» EXERCISE BRIEF
Write the listing out again, all of it, word for word.

» MATERIALS PROVIDED
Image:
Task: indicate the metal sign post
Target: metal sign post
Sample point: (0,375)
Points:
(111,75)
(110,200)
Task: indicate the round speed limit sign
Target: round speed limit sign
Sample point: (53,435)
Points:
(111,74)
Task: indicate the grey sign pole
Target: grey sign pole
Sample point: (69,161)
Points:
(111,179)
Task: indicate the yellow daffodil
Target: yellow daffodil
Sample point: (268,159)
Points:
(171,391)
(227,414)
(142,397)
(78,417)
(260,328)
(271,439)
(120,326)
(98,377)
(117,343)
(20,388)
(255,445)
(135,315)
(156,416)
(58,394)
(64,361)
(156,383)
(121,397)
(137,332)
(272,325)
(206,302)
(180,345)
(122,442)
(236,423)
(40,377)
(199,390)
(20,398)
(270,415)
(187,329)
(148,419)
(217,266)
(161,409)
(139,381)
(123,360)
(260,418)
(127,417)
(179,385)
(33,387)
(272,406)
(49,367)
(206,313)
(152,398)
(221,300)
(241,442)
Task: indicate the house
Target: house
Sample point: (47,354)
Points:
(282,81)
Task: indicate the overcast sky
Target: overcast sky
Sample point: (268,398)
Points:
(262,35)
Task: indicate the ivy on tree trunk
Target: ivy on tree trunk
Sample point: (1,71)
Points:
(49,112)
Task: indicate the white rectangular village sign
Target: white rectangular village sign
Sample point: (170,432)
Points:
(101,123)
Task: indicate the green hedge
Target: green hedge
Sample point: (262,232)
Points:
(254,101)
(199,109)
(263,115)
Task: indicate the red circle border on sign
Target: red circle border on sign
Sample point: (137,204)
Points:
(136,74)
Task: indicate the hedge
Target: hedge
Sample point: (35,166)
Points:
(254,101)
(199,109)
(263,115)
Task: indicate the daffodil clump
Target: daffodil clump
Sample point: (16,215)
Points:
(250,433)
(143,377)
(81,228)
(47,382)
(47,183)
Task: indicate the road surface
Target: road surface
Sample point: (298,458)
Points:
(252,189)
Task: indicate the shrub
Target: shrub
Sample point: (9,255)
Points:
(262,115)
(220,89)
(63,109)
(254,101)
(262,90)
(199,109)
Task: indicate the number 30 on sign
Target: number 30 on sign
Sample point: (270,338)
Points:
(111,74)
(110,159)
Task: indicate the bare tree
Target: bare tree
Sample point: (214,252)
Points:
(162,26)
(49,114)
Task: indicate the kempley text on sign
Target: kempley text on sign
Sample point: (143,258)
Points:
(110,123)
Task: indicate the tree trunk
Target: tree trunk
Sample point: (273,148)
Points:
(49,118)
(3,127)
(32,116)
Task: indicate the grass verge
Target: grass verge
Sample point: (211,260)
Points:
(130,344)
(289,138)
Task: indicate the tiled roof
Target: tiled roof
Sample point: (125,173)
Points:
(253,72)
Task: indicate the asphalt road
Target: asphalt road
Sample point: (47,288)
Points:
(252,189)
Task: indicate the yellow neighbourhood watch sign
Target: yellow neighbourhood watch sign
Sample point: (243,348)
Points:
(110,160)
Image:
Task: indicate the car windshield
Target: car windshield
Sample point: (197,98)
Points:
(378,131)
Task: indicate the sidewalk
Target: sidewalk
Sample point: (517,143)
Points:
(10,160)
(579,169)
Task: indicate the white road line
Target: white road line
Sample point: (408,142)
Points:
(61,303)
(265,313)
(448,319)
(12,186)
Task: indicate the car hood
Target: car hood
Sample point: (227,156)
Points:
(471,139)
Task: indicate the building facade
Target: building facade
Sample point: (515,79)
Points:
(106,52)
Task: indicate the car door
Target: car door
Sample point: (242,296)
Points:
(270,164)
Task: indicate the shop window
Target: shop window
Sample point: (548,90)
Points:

» RESULT OF THE TASK
Image:
Task: indicate the metal sign post
Target: metal sign post
Sample point: (0,375)
Points:
(111,75)
(110,200)
Task: indicate the round speed limit sign
Target: round speed limit sign
Sample point: (53,435)
Points:
(111,74)
Task: indicate the grey sign pole
Target: grey sign pole
Sample point: (69,161)
Points:
(111,179)
Task: indicate the yellow daffodil
Target: yellow daffodil
Sample point: (268,159)
Points:
(171,391)
(227,414)
(142,397)
(78,417)
(260,328)
(271,439)
(120,326)
(98,377)
(117,343)
(20,388)
(255,445)
(135,315)
(156,416)
(58,394)
(64,361)
(156,383)
(121,397)
(137,332)
(272,325)
(206,302)
(180,345)
(122,442)
(236,423)
(40,377)
(199,390)
(20,398)
(270,415)
(187,329)
(148,419)
(217,266)
(161,409)
(139,381)
(123,360)
(260,418)
(127,417)
(179,385)
(33,387)
(272,406)
(49,367)
(206,313)
(152,398)
(221,300)
(241,442)
Task: indicate the house
Target: house
Sample point: (47,354)
Points:
(282,81)
Task: indicate the overcast sky
Target: overcast sky
Sample point: (268,398)
Points:
(262,35)
Task: indicate the ivy on tree trunk
Target: ivy on tree trunk
Sample point: (1,71)
Points:
(49,112)
Task: indicate the white rectangular village sign
Target: white rectangular village sign
Sample point: (170,432)
Points:
(101,123)
Task: indicate the green hedge
Target: green hedge
Sample point: (262,232)
Points:
(254,101)
(199,109)
(263,115)
Task: indicate the red circle border on sign
Target: red circle border on sign
Sample point: (137,204)
Points:
(136,74)
Task: indicate the hedge
Target: hedge
Sample point: (35,166)
Points:
(254,101)
(199,109)
(263,115)
Task: indicate the daffodil clump
Target: daffodil clump
Sample point: (16,215)
Points:
(250,433)
(143,377)
(81,228)
(47,382)
(47,183)
Task: indicate the road surface
Target: road surface
Sample point: (298,458)
Points:
(252,189)
Task: indicate the shrub
Target: shrub
Sample point: (9,255)
Points:
(262,115)
(220,89)
(63,109)
(254,101)
(262,90)
(199,109)
Task: indicate the number 30 on sign
Target: number 30 on sign
Sample point: (270,338)
Points:
(111,74)
(110,159)
Task: indicate the bare tree
Target: bare tree
Sample point: (214,252)
Points:
(162,26)
(49,114)
Task: indicate the kempley text on sign
Target: kempley text on sign
Sample point: (143,258)
Points:
(110,123)
Task: indicate the tree trunk
Target: tree trunk
Sample point: (273,148)
Points:
(49,118)
(3,127)
(32,116)
Task: indicate the grass verge
Target: grass verge
Sample point: (211,260)
Points:
(130,344)
(289,138)
Task: indicate the tiled roof
Target: tiled roof
Sample point: (125,173)
Points:
(253,72)
Task: indicate the asphalt road
Target: asphalt road
Sample point: (47,288)
Points:
(252,189)
Task: indicate the yellow neighbourhood watch sign
Target: yellow neighbourhood watch sign
Sample point: (243,348)
Points:
(110,160)
Image:
Task: indicate the car windshield
Target: car windshield
Sample point: (197,98)
Points:
(378,131)
Task: indicate the sidewalk
Target: sidewalk
Sample point: (517,143)
Points:
(10,160)
(579,169)
Task: indicate the white road line
Target: white road line
Sample point: (408,142)
Points:
(61,303)
(265,313)
(448,319)
(12,186)
Task: indicate the car hood
Target: car hood
Sample point: (227,156)
Points:
(471,139)
Task: indicate the building facade
Target: building facade
Sample point: (515,79)
Points:
(106,52)
Task: indicate the car door
Target: car door
Sample point: (242,296)
Points:
(270,164)
Task: indicate the shop window
Target: shop window
Sample point: (548,90)
Points:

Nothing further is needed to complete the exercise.